··· Excerpted text ···

New York Post

THE MISSING PIECE

Big Blue offense simply looks incomplete without Beckham running routes

- steve.serby@nypost.com Steve Serby

ARLINGTON, Texas — No Odell Beckham Jr.

No Super Bowl. There was fire and fury everywhere inside Jerry World, and the Giants needed Eli Manning to lift them, needed someone, anyone, to make a play, because Beckham was helpless on the sidelines to make one.

The Giants, 19-3 losers, will need him for the next 15 games even more now than they needed him Sunday night, if you can imagine that, and did the right thing by protecting him from himself with the world’s most famous sprained ankle.

So here came this chance for Manning, for Jason Pierre-Paul and Landon Collins and Damon Harrison, to make a giant statement on opening night and deliver a psychologi­cal punch to the Cowboys’ solar plexus: “We own you, and you can play Ezekiel Elliott against us and we can beat you without Odell Beckham Jr. anyway.”

Here came this chance for Manning, armed with Brandon Marshall and exciting first-round draft pick Evan Engram, to hush the age-old naysayers about 36year-old quarterbac­ks.

Here came this chance for Big Blue to remind Elliott and Dak Prescott, so chill behind that Great Wall of Dallas, who the real bullies are. Blue Monday instead. Instead, we were reminded that not only is Beckham The Straw That Stirs The Drink, but there is no drink without him.

“That’s a once-in-a-lifetime player,” Marshall said. “So he’ll definitely make our offense better when he gets back out there and healthy,” Brandon Marshall said. “I’m sure he’ll make us a lot better.”

Without Beckham catching a slant and taking it to the house and taking the pressure off everyone else, Manning will not capture his third Super Bowl, and there will be no fifth Lombardi Trophy in the case.

··· Extracted records ···

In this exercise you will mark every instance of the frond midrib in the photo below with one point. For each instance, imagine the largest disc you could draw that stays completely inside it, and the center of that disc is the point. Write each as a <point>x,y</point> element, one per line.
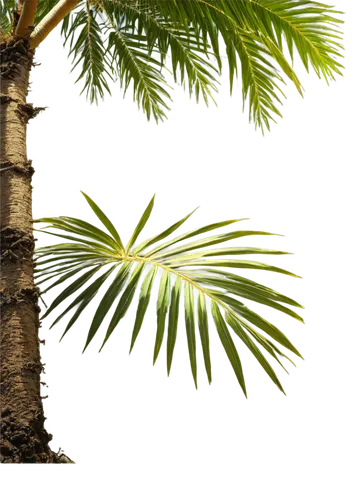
<point>204,291</point>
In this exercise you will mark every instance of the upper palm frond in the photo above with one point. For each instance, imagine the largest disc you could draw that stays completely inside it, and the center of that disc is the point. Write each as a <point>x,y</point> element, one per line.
<point>153,47</point>
<point>198,271</point>
<point>6,8</point>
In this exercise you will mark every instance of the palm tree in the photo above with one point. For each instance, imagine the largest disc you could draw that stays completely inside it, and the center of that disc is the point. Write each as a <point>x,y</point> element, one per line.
<point>149,48</point>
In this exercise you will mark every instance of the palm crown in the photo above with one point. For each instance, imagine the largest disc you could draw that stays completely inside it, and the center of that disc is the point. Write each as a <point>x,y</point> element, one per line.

···

== Exercise instructions ==
A) Revise the passage of the column on the Giants' loss starting at "Without Beckham catching" and ending at "in the case.", putting "championship trophy" in place of "Lombardi Trophy".
B) Carry on the column about the Giants playing without Beckham from the point where it stops.

== Answers per task ==
A)
Without Beckham catching a slant and taking it to the house and taking the pressure off everyone else, Manning will not capture his third Super Bowl, and there will be no fifth championship trophy in the case.

B)
We were reminded that until Manning’s much-maligned offensive line gives him a sense of comfort and security in the pocket and emboldens Ben McAdoo as a playcaller and stops being the Achilles heel, the Super Bowl will be a pipe dream.

Without Beckham, without an offensive line that can give him a clean pocket, Manning was left naked.

Asked if he was concerned about the offensive line, Manning said: “I think the whole offense needs to make improvemen­t. Start with me. I gotta do a better job, I gotta be better prepared, and less this team better. I’ll start with me and go from there.”

A fourth-quarter intercepti­on by Anthony Brown on a Manning pass thrown behind Roger Lewis Jr. sealed the Giants’ fate, although they looked like Dead Team Walking anyway.

The offensive-line foibles (three sacks, countless pressures, no running game) left Manning and McAdoo with the impression they were playing against the ghosts of Bob Lilly, Randy White, Mel Renfro, Too Tall Jones, Chuck Howley and Cornell Green.

“The way we looked tonight ain’t gonna win us any football games,” Justin Pugh said.

The Cowboys, playing more zone and two-high safety than expected, were the smarter, tougher, hungrier team.

“Gotta do a better job of getting us into better plays,” Manning said.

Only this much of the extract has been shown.